Vernita Gordon, Ph.D.

Professor

Department of Physics

College of Natural Sciences

UT Austin

Growing up in rural and suburban Georgia, Dr. Gordon read copious amounts of science fiction and drank in Star Trek like a sponge, deciding very early on she wanted to be an astronaut. Then she read somewhere that there were only two pathways to being a NASA astronaut: you could be a rock-star test pilot and get to be mission commander or co-pilot, or you could be a PhD-level scientist or engineer and be a mission specialist. Nearsightedness prevented her (or so she thought, she never deeply investigated) from being a test pilot, so Dr. Gordon knew she needed to go into some kind of science or engineering field. This plan was strongly supported by her parents, who are math and science teachers (but who are in no way responsible for her science fiction obsession, which bewilders them to this day).

Her senior year in high school, Dr. Gordon took her first physics class. One day, the teacher was applying momentum to how a rocket works: stuff comes backwards out the tail of the rocket, so conservation of momentum means the rocket moves forward. Dr. Gordon asked, “The rocket is losing mass all the time it’s firing, so how can anyone ever predict what it will do? How can anyone design a launch plan or a mission?” (You can see she was still very into the astronaut plan.) Dr. Gordon's teacher told her that there was a way to understand and mathematically predict this, but you had to use calculus. She didn’t go into any deeper explanation, because this was not a calculus-based class and only about half the students were taking calculus at that time. Dr. Gordon thought this was really cool, and it made her realize that there was a LOT more to learn about physics, and that she had only scratched the surface so far. This was the biggest influence in her decision to enter college as a physics major.

=====

Actions to take:
1/ List the crew roles that the profile of Vernita Gordon says a NASA astronaut could fill.
2/ Reproduce a passage of the profile of Vernita Gordon word for word, beginning at the words "Growing up in" and stopping after the words "to this day).".
3/ Write the next part of the profile of Vernita Gordon, picking up after its final sentence.

Supplied records:

=====

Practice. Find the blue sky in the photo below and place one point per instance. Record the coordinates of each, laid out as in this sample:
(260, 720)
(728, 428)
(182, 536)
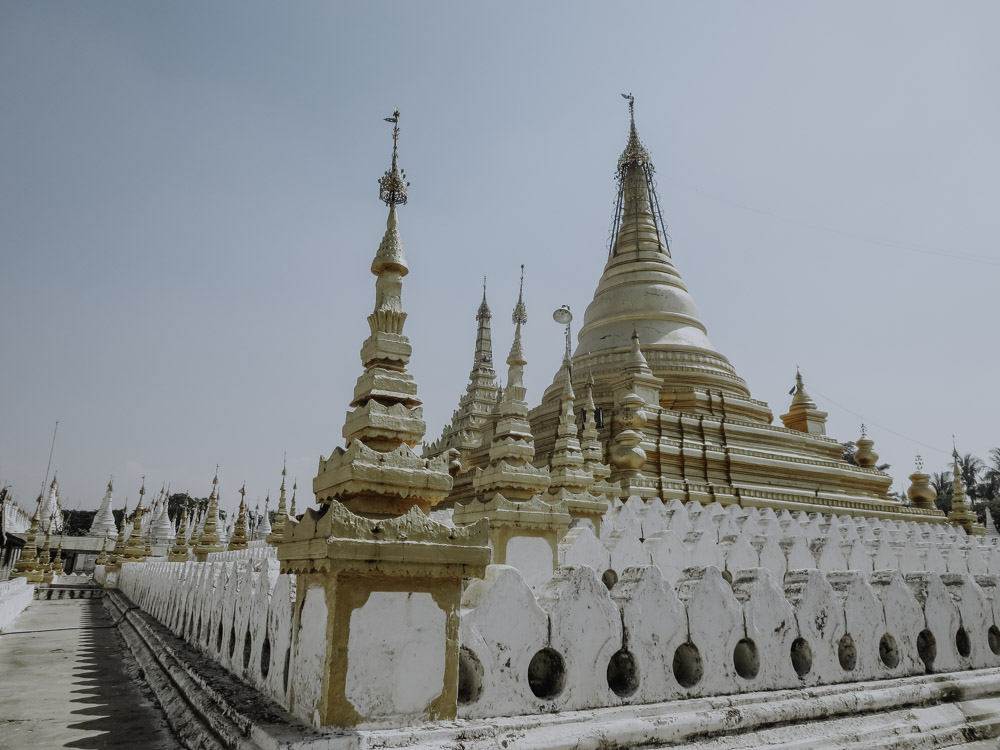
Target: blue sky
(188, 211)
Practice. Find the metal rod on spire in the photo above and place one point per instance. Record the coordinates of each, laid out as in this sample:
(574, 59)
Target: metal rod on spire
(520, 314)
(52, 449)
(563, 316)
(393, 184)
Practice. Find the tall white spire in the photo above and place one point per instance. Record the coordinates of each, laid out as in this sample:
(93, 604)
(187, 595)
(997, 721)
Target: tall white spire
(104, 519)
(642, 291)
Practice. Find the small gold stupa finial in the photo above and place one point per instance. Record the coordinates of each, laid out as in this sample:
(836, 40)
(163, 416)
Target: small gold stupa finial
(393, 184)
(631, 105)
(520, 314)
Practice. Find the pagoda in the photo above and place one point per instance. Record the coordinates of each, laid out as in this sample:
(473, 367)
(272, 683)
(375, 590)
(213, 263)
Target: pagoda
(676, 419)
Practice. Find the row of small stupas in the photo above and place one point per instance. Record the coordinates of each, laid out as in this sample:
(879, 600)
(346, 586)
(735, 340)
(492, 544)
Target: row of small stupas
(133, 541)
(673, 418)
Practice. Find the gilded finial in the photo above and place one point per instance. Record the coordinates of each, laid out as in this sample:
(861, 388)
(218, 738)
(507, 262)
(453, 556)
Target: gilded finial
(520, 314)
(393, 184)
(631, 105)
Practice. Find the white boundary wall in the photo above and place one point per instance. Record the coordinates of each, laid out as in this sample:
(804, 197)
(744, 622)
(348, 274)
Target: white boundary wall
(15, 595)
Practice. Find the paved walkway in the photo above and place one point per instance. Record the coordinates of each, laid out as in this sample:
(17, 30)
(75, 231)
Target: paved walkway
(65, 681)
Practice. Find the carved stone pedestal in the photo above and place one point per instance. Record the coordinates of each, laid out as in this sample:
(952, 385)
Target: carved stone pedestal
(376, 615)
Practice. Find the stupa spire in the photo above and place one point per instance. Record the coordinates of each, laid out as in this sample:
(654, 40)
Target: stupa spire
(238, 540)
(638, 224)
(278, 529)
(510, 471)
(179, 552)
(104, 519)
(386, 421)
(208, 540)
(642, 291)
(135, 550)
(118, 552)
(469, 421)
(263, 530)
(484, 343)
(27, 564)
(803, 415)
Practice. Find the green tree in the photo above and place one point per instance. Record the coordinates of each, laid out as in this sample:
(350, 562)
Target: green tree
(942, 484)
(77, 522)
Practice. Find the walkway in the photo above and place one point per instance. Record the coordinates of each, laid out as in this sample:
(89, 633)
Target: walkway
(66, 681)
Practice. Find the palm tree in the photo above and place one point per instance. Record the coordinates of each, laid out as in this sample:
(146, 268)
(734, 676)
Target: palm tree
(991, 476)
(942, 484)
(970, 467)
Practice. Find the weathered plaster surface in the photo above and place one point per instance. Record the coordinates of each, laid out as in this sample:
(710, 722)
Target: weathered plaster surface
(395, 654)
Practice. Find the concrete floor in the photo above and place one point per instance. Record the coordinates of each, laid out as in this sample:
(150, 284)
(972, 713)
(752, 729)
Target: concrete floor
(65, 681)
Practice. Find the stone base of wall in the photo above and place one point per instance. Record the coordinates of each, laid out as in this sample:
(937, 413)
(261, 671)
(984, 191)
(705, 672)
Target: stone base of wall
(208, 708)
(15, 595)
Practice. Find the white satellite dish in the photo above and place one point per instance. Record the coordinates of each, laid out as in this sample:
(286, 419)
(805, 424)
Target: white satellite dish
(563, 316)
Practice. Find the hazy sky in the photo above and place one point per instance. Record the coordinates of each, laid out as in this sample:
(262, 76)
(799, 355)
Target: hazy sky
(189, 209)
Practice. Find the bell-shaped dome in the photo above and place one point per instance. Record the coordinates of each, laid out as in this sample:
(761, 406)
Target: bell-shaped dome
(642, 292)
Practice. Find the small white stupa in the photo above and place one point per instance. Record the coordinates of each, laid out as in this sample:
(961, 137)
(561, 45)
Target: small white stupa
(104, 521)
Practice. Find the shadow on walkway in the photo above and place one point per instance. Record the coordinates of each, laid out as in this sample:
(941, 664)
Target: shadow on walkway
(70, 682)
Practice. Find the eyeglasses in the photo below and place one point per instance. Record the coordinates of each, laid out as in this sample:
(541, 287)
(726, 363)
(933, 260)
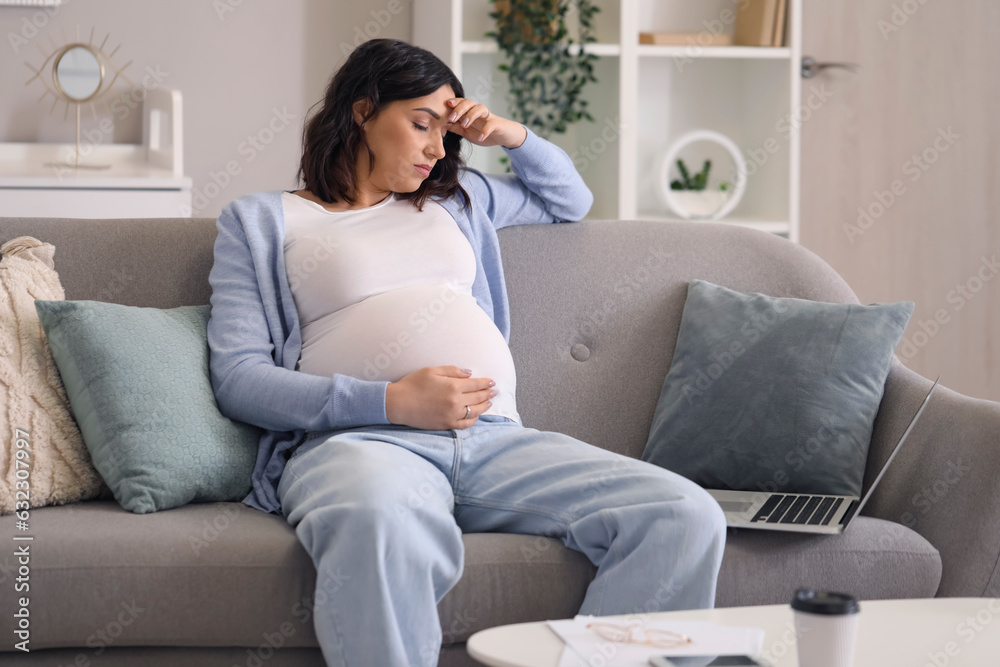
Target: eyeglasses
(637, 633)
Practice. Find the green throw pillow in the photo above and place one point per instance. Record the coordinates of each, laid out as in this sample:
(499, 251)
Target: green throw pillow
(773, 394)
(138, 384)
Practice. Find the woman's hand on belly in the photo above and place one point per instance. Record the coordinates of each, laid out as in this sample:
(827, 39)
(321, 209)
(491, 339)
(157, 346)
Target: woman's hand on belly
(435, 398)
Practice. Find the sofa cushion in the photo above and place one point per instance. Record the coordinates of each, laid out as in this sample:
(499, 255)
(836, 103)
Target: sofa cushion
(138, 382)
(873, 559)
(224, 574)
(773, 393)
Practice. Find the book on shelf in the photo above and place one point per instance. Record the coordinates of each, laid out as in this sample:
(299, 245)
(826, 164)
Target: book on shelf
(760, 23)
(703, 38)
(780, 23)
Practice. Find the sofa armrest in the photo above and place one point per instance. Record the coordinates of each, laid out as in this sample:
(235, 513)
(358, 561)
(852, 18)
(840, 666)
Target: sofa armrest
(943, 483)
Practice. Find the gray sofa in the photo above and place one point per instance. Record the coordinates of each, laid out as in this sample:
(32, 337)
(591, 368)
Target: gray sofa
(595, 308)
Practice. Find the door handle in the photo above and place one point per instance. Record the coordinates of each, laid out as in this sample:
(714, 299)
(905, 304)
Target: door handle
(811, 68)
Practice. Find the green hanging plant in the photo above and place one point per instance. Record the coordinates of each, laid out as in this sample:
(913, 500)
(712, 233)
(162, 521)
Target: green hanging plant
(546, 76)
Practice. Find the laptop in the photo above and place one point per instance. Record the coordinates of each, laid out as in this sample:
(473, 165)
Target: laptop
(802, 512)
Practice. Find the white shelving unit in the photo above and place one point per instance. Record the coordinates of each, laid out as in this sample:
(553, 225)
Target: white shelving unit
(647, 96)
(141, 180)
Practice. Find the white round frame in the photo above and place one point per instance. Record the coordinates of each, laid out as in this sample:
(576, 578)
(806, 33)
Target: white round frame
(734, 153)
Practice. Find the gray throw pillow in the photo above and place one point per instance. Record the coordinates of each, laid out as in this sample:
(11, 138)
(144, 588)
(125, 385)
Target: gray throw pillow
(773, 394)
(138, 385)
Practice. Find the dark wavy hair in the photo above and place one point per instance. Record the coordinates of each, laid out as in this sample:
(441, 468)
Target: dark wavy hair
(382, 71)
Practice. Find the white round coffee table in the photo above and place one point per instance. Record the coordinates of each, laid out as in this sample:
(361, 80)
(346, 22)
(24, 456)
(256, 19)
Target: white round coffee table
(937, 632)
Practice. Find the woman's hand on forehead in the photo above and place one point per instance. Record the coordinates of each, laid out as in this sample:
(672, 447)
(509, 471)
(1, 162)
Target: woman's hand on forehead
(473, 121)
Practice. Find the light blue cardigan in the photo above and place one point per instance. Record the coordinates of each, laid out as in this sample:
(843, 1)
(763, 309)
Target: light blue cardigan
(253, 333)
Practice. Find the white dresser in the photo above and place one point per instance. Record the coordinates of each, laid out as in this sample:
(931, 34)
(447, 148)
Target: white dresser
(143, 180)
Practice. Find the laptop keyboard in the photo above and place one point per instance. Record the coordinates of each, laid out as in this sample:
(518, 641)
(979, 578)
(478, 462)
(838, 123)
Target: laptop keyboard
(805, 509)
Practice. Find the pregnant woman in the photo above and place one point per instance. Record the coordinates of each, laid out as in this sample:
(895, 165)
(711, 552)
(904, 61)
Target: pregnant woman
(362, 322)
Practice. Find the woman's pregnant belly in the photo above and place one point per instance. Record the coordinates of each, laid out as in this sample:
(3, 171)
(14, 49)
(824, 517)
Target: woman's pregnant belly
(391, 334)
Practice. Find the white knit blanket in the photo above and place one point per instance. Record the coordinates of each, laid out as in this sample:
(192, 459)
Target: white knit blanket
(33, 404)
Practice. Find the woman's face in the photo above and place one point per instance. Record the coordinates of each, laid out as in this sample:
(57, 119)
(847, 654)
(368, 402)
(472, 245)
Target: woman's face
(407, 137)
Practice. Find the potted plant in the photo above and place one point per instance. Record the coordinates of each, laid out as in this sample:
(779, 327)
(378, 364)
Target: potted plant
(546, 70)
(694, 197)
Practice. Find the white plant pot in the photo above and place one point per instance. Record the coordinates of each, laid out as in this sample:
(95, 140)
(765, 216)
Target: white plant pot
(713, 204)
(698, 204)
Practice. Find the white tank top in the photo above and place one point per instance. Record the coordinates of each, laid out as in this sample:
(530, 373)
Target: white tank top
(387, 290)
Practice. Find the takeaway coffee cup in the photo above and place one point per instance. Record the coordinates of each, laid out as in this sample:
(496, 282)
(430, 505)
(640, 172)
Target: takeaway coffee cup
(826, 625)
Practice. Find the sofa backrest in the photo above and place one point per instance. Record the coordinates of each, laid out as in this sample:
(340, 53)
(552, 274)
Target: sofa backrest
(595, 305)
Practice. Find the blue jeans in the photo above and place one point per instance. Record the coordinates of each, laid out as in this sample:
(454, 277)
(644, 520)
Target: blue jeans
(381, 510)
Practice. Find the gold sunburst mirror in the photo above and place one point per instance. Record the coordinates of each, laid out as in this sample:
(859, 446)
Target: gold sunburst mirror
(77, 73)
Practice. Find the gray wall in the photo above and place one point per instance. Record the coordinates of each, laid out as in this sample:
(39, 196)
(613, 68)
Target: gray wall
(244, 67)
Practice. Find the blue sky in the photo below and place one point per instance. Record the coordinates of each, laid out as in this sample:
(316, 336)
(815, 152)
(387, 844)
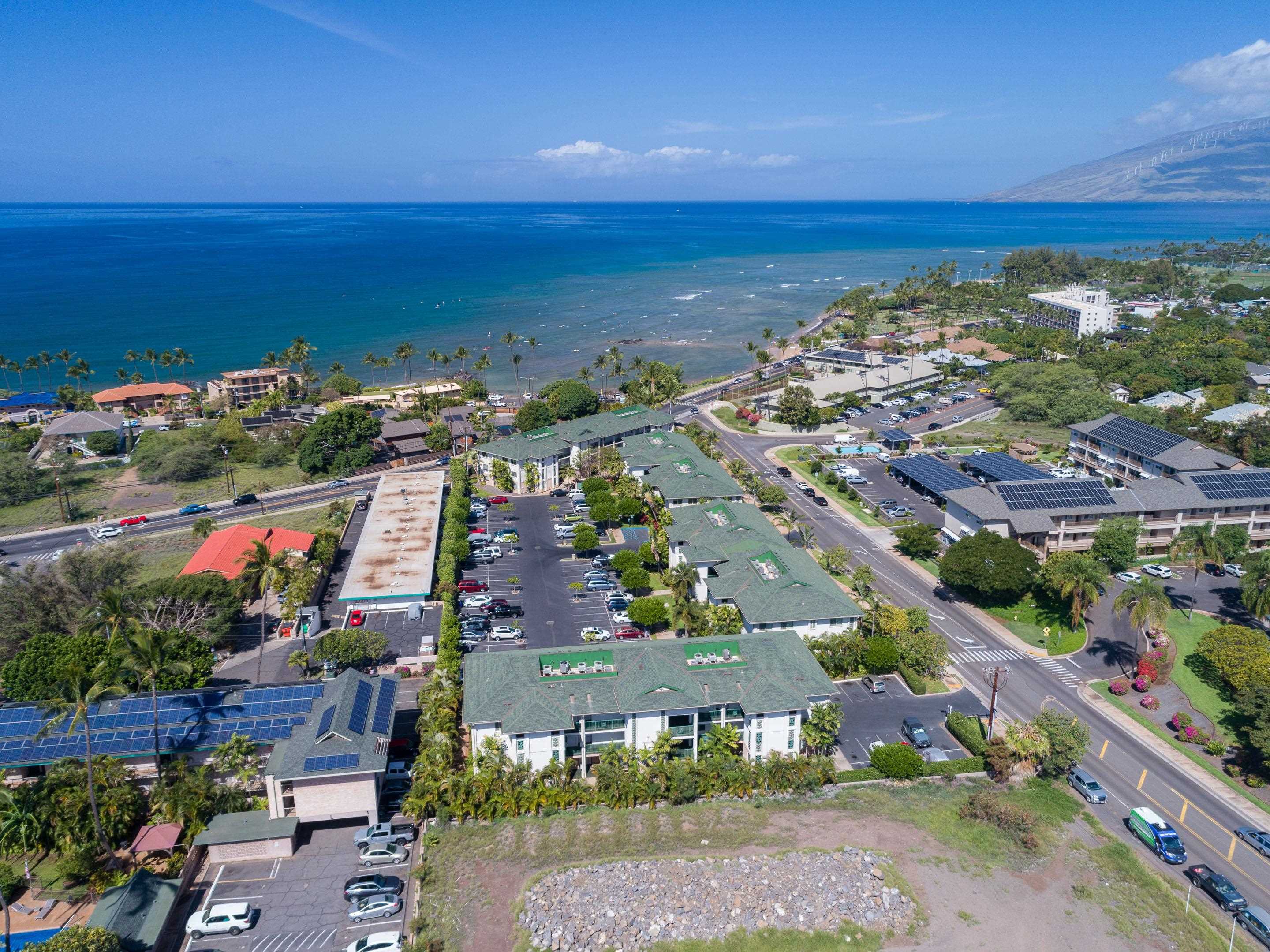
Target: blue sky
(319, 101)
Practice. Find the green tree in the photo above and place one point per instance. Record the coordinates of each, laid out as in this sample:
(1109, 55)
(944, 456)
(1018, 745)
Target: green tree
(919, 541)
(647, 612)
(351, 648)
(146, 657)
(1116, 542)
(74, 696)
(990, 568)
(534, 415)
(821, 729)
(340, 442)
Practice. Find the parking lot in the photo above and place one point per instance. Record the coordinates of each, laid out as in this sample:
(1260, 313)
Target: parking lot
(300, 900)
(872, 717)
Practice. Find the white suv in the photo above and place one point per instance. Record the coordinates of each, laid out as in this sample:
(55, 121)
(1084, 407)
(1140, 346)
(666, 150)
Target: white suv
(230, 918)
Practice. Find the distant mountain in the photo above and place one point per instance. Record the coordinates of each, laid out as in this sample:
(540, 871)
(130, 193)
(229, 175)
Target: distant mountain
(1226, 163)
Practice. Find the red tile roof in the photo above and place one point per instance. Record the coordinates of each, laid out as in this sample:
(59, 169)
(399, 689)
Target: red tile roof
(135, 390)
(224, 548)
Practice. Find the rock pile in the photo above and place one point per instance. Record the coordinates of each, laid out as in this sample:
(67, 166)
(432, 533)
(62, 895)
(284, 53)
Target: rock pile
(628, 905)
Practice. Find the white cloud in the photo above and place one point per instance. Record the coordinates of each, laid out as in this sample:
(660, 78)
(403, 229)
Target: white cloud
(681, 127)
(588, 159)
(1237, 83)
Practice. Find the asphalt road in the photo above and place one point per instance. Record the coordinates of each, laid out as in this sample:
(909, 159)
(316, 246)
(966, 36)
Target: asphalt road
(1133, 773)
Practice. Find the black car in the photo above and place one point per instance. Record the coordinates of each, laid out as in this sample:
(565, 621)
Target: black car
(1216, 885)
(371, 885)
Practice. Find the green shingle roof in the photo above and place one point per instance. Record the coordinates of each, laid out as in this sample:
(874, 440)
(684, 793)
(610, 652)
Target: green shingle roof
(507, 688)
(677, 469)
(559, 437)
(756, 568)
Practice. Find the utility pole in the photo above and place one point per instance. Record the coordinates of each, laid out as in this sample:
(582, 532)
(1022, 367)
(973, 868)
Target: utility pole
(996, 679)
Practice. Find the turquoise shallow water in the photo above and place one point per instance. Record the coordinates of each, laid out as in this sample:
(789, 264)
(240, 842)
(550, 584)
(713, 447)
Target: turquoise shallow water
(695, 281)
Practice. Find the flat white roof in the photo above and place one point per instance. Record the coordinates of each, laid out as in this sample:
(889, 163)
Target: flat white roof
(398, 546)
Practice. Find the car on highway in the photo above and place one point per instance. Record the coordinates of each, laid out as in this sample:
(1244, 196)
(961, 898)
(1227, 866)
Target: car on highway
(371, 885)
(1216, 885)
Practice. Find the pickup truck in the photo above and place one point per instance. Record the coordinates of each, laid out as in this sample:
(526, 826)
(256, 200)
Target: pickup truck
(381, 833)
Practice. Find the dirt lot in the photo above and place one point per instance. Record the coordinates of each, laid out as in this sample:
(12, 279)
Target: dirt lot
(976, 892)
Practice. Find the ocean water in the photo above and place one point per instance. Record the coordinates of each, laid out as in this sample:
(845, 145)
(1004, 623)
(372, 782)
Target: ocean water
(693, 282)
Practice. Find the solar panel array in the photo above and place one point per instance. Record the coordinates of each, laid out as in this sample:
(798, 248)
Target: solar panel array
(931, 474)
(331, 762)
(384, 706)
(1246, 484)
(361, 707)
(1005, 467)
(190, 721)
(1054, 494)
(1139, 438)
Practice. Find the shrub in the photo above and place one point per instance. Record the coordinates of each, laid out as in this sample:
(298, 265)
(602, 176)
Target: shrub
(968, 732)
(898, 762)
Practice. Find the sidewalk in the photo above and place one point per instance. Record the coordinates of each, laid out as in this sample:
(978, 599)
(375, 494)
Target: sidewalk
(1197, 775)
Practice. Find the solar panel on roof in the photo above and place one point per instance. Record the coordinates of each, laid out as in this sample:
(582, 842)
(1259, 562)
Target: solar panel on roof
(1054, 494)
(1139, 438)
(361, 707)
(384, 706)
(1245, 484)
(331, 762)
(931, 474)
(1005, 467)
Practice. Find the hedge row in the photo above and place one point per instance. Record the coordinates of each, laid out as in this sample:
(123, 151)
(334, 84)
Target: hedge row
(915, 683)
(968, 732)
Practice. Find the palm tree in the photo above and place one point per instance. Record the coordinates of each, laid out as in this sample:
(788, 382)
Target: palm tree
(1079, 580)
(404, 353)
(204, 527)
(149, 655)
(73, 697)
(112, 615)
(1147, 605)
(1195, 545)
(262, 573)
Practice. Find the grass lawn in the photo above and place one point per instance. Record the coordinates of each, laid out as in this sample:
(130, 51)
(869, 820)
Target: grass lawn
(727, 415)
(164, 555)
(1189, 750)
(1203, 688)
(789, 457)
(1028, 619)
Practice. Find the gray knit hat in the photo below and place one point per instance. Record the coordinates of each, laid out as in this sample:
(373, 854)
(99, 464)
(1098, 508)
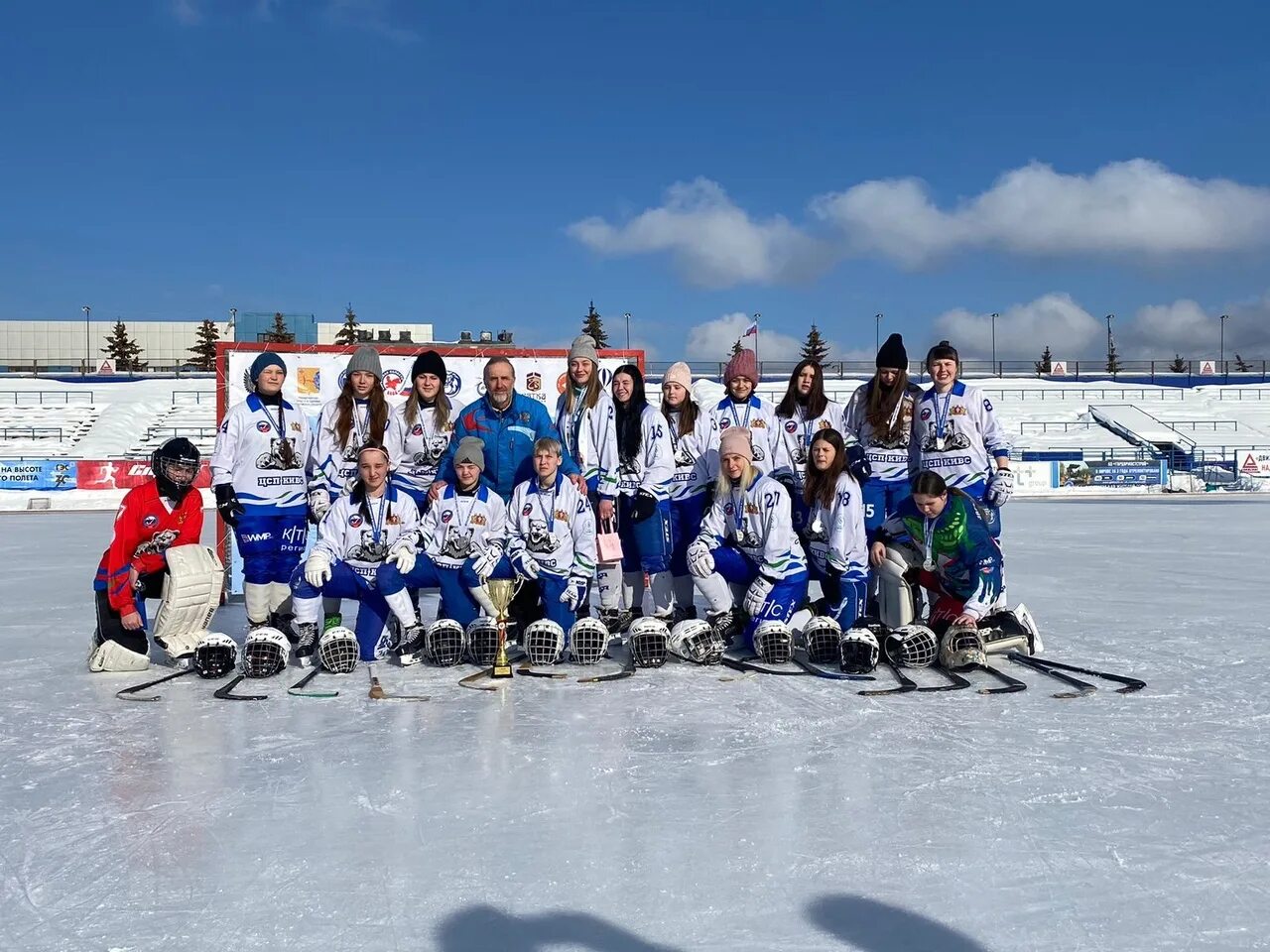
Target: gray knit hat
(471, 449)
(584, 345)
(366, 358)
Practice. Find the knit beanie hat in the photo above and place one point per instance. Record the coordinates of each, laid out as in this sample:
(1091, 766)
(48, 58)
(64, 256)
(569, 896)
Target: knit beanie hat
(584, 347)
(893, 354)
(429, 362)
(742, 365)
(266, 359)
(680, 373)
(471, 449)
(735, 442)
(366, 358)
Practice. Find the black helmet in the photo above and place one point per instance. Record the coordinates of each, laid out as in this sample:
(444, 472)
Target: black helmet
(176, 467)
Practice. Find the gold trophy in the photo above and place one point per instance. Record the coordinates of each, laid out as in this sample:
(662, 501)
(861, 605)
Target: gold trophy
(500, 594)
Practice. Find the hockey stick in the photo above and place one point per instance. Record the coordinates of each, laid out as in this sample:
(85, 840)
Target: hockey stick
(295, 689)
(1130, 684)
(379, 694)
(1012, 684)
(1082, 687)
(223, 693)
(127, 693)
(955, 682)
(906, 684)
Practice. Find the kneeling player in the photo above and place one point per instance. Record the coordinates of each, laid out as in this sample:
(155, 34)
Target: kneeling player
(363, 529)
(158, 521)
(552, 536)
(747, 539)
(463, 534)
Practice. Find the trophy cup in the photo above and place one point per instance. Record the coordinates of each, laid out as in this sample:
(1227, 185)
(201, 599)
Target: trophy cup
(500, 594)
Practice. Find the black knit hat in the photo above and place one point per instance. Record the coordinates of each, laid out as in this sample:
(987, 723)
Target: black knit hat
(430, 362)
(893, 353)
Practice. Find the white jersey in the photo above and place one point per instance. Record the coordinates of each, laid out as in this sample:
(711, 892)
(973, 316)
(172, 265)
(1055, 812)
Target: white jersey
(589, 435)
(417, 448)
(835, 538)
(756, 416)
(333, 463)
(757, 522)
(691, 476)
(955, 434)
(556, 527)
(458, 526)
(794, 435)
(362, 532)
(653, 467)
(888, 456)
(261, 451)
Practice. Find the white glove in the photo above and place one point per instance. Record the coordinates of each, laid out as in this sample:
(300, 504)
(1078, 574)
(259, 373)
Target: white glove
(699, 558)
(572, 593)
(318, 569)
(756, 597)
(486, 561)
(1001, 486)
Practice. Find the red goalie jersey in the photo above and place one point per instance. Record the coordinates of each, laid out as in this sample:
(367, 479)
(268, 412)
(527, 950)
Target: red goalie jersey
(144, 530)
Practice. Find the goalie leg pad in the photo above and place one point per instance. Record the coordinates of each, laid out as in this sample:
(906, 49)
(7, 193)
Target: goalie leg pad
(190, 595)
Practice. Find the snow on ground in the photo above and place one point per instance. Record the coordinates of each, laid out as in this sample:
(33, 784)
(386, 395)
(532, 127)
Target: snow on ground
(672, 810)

=====

Results for the exercise:
1/ mission commander, co-pilot, mission specialist

2/
Growing up in rural and suburban Georgia, Dr. Gordon read copious amounts of science fiction and drank in Star Trek like a sponge, deciding very early on she wanted to be an astronaut. Then she read somewhere that there were only two pathways to being a NASA astronaut: you could be a rock-star test pilot and get to be mission commander or co-pilot, or you could be a PhD-level scientist or engineer and be a mission specialist. Nearsightedness prevented her (or so she thought, she never deeply investigated) from being a test pilot, so Dr. Gordon knew she needed to go into some kind of science or engineering field. This plan was strongly supported by her parents, who are math and science teachers (but who are in no way responsible for her science fiction obsession, which bewilders them to this day).

3/
During college, Dr. Gordon kept mentally vacillating about whether physics was really what she wanted to do (Dr. Gordon was also tempted by a Classics major, despite its total lack of astronaut-applicability), but physics was fun enough that she stayed with that. Sometime in college her astronaut ambition began waning, but she thought that being faculty (and maybe part-time astronaut) seemed like fun, so Dr. Gordon went to graduate school. In graduate school, she learned that she enjoyed research far more than she had expected. A big part of that enjoyment came from learning that, contrary to her expectations, research could be a very social, collaborative, interpersonal process, and that good research involved a great deal of creativity.

Dr. Gordon enjoyed research enough in grad school that she went on to do two postdocs. In the process of doing the first postdoc, she realized that she was very interested in biological physics, especially work that impinged on biomedical topics, where she could see that people’s lives could one day be improved by the work she did. Dr. Gordon also realized that she really enjoyed thinking about biological systems that are cell-sized and larger. During her second postdoc, Dr. Gordon met her husband, who is a computer scientist (and an avid tea-drinker, to which he has almost converted her).